PROVIDED RECORDS: Begin

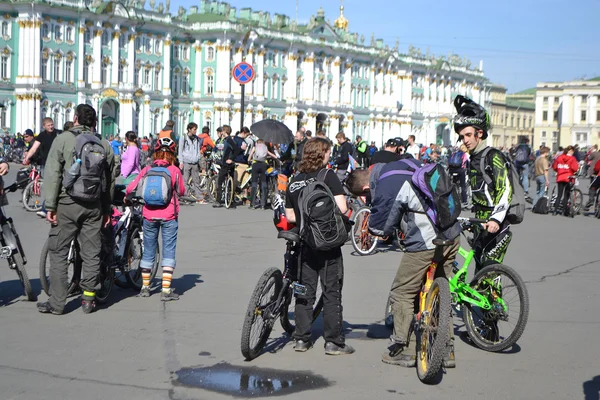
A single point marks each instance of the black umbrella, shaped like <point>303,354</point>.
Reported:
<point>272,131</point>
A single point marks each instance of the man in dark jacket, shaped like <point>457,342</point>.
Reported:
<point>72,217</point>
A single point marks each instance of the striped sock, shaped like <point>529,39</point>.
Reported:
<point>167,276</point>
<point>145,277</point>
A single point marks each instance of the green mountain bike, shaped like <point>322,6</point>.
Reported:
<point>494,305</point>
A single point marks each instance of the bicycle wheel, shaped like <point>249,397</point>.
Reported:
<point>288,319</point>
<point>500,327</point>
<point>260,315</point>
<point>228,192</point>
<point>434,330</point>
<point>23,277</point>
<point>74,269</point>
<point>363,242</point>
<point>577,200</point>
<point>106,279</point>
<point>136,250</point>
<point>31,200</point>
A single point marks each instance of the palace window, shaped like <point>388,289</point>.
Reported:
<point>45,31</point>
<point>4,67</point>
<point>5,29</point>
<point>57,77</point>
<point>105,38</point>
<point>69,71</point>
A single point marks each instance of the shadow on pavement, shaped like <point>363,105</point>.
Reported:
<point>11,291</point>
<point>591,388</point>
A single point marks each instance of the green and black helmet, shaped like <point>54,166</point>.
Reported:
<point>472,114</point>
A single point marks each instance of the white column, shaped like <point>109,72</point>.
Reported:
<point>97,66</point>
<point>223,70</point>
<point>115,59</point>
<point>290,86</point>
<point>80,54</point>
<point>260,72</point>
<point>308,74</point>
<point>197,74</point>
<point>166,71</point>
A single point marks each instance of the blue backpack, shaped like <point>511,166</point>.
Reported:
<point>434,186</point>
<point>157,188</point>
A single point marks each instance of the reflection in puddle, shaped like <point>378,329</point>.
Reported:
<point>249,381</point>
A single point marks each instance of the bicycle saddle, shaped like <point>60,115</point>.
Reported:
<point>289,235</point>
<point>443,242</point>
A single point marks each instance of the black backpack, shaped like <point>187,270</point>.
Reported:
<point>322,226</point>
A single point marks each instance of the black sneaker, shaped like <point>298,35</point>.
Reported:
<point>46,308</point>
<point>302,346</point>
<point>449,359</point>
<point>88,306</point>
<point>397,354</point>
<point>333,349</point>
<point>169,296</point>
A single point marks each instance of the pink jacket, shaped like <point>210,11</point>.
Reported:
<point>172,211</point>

PROVIDED RECORDS: End
PROVIDED RECORDS: Begin

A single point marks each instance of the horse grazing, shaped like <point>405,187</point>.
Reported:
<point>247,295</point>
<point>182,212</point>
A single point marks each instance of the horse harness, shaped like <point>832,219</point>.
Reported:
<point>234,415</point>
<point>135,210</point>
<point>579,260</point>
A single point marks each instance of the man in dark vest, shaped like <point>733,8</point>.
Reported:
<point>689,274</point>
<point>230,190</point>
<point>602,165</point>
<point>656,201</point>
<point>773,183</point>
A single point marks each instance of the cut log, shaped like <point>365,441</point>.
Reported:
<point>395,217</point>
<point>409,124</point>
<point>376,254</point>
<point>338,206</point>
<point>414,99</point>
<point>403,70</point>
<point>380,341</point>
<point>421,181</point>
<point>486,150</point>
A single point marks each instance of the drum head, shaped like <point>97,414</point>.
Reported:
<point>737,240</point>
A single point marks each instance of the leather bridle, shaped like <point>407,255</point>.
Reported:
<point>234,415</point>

PROVIDED RECORDS: End

**WHAT TO WORK ON**
From the entries, copy every line in which the word "black" occurs.

**WRITTEN SOLUTION**
A single point marks each instance of the black umbrella, shaped like <point>303,354</point>.
A single point marks each instance of the green and black helmet, shaped like <point>54,166</point>.
A single point marks each instance of the black backpack, shaped like <point>187,270</point>.
A single point marks each instance of the black sneaker, shaped like <point>298,35</point>.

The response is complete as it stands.